**Página**:
————————
Nota do editor: Este é o primeiro de 6 capítulos da série da revista Tabletalk: A agonia e o êxtase: os atos de Cristo no primeiro século.

Leitores mais atentos devem se perguntar o que aconteceu entre Malaquias e Mateus. O Antigo Testamento finaliza com o povo de Deus já na Palestina, tendo acabado de retornar à pátria. Esse povo fala e escreve hebraico em um mundo dominado pelos persas. Ao avançar para o Novo Testamento, vemos o mesmo povo ainda na Palestina. No entanto, agora, o grego é a língua que esse povo fala e escreve, não o hebraico. Agora, os romanos, e não os persas, estão no comando. Entre os dois testamentos, o centro da civilização mudou do vale do Tigres-Eufrates para o Mediterrâneo. Entender essa mudança é entender o mundo onde a igreja do primeiro século foi estabelecida.
————————
**Material fornecido**:
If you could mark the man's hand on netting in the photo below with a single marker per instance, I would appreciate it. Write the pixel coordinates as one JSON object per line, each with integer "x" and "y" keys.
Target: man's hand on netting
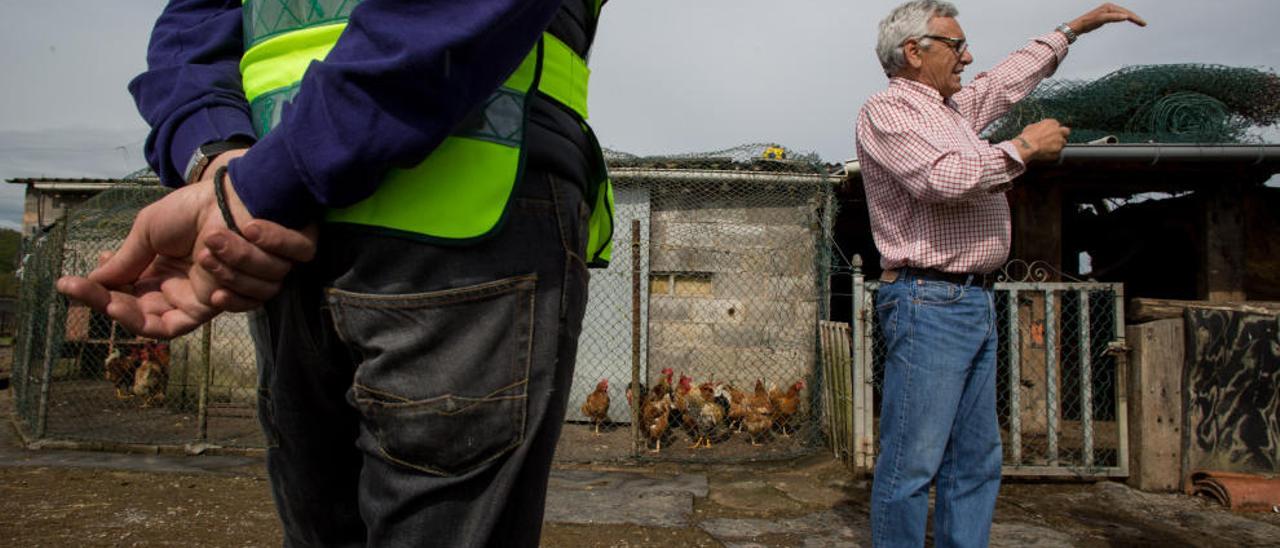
————————
**Enunciado**: De acordo com a página sobre o período entre os dois testamentos, para onde se deslocou o centro da civilização? A listagem vem de outra fonte, sem relação com a página.

**Resposta esperada**: Do vale do Tigres-Eufrates para o Mediterrâneo.